Records
Start
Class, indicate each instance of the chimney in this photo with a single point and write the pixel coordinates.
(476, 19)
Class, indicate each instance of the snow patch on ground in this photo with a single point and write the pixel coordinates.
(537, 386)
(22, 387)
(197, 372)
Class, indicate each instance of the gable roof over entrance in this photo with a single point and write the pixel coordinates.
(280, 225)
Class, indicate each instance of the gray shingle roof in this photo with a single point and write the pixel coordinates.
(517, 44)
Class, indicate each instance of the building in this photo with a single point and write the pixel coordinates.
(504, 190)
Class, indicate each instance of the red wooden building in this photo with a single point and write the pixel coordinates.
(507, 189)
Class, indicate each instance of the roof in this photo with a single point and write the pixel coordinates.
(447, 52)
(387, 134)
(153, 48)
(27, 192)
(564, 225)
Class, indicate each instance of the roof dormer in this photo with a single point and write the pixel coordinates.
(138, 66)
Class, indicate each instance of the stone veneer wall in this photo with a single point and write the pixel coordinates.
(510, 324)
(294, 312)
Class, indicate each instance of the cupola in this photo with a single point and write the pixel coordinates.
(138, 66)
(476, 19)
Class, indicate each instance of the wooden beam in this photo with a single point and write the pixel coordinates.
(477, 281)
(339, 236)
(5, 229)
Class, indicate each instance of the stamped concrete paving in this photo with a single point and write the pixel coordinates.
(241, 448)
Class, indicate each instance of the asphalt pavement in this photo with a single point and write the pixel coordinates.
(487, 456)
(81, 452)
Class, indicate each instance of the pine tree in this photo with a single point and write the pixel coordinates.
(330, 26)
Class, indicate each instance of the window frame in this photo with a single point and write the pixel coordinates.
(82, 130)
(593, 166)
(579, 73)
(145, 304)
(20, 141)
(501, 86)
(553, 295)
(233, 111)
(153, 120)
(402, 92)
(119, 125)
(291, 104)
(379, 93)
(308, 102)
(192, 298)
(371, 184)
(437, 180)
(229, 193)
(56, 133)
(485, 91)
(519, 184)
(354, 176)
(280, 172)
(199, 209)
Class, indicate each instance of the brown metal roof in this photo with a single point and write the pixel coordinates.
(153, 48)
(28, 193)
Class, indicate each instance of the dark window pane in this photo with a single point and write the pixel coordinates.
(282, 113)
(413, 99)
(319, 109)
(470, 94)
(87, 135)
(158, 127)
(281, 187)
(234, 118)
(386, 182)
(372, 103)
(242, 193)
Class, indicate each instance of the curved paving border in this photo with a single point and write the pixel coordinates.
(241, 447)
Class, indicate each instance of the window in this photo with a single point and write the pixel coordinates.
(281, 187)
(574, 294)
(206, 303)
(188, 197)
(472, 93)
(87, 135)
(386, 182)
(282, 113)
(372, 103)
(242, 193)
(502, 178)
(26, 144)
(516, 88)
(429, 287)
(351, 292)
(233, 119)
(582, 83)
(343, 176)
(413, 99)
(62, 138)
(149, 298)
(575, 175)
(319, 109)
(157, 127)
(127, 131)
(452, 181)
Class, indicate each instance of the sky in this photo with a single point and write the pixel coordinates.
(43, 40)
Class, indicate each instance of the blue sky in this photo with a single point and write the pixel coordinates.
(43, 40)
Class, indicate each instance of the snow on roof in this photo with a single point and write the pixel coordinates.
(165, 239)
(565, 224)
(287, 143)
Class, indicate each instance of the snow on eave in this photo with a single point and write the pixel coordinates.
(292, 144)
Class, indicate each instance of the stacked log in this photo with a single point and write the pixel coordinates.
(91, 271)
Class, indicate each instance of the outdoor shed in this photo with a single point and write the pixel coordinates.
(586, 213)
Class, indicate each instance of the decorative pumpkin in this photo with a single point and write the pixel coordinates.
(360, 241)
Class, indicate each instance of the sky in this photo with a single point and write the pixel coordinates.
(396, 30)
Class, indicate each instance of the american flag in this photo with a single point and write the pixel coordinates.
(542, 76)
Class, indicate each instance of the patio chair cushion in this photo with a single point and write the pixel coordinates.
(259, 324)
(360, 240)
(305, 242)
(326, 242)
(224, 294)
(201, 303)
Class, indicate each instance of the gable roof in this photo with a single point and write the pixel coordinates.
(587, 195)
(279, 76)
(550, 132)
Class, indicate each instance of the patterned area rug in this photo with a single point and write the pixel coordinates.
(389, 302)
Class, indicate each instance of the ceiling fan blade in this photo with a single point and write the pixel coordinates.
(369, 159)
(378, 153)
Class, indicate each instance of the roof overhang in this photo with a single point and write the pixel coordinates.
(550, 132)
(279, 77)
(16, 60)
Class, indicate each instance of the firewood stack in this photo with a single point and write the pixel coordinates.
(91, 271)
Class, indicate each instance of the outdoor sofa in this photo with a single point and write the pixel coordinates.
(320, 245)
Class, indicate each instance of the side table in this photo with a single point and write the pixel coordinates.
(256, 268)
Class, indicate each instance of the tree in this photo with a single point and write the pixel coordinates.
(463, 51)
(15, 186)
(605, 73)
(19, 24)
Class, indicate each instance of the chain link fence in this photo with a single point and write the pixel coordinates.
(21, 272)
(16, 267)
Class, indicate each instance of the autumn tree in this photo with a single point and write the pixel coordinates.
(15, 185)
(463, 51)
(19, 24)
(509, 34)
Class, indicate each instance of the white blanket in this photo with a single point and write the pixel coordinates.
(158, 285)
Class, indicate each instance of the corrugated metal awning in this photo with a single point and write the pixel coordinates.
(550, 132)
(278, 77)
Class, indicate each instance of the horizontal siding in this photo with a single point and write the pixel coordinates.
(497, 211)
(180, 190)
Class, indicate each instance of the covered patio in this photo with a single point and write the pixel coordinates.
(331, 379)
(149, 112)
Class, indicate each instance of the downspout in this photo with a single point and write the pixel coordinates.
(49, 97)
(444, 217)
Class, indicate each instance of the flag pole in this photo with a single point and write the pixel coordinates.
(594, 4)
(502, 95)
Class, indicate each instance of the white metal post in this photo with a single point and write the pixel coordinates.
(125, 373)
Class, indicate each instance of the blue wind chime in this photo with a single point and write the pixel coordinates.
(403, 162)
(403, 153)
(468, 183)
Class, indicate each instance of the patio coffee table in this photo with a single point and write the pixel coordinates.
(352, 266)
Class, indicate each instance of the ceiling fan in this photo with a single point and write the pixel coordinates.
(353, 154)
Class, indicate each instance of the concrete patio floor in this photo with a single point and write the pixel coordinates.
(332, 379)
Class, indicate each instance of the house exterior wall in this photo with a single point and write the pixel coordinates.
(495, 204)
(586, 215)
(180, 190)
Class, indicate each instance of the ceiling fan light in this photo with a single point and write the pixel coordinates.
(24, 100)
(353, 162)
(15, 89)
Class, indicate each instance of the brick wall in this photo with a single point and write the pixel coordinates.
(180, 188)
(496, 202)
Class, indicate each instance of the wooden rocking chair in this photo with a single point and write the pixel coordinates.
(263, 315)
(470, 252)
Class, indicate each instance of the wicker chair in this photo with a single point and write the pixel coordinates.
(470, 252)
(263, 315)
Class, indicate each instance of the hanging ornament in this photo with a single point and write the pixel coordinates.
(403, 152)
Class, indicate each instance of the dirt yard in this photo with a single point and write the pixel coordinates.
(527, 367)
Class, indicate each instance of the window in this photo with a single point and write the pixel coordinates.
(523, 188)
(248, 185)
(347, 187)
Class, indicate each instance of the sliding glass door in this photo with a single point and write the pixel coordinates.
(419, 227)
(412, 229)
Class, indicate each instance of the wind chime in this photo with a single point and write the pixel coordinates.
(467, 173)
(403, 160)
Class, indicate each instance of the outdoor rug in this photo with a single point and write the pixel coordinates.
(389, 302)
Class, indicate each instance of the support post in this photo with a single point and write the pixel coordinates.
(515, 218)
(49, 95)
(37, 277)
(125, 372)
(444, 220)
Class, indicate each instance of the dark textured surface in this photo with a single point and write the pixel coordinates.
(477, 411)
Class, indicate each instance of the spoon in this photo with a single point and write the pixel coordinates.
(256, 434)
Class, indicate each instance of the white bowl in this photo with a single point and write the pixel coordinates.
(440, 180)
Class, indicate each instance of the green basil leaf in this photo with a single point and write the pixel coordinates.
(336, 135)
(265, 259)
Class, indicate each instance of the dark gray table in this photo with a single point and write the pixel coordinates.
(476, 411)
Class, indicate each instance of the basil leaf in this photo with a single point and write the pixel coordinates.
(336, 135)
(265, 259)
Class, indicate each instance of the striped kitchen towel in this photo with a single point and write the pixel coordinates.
End
--- Request ---
Set down, exactly and in full, the lines from the one containing "Class, indicate each instance of the brick" through the end of the entries; no other line belongs.

--- In response ---
Class, indicate each instance of the brick wall in this photo with a single point and write the pixel coordinates.
(180, 188)
(496, 202)
Class, indicate each instance of the wooden rocking chair in this photo with a single point and write the pixel coordinates.
(263, 315)
(470, 252)
Class, indicate each instance of the wicker chair in this photo with a single point and write the pixel coordinates.
(470, 252)
(263, 315)
Class, indicate each instance of the hanging ornament in this photo with a single point and write the pixel coordinates.
(403, 152)
Class, indicate each instance of the dirt yard in this photo with a single point and write the pixel coordinates.
(527, 367)
Class, indicate each instance of the window in this photo with a single point and write the pixel coordinates.
(523, 188)
(248, 185)
(347, 187)
Class, indicate each instance of the sliding glass door in this photo with a single point and write the pixel coordinates.
(419, 227)
(412, 229)
Class, indicate each instance of the wind chime in this photo with a single point and write the pixel coordinates.
(467, 173)
(403, 160)
Class, indicate each instance of the outdoor rug in this photo with a single point and write the pixel coordinates.
(389, 302)
Class, indicate each instance of the support post in this photo with a single point and write the pixel coordinates.
(515, 218)
(49, 95)
(37, 277)
(125, 372)
(444, 220)
Class, indicate each instance of the dark textured surface in this photo with a single point and write the pixel coordinates.
(477, 411)
Class, indicate each instance of the spoon in this photo with a single point and write the pixel coordinates.
(256, 434)
Class, indicate each instance of the white bowl in this photo with a single point and write the pixel coordinates.
(440, 180)
Class, indicate each instance of the green basil leaf in this photo with a single point and write the pixel coordinates.
(336, 135)
(265, 259)
Class, indicate each instance of the dark gray table in this photo with a single point and write the pixel coordinates.
(476, 411)
Class, indicate each instance of the basil leaf in this photo with a single point and write the pixel coordinates.
(336, 135)
(265, 259)
Class, indicate each instance of the striped kitchen towel in this photo with a single point and write the pixel coordinates.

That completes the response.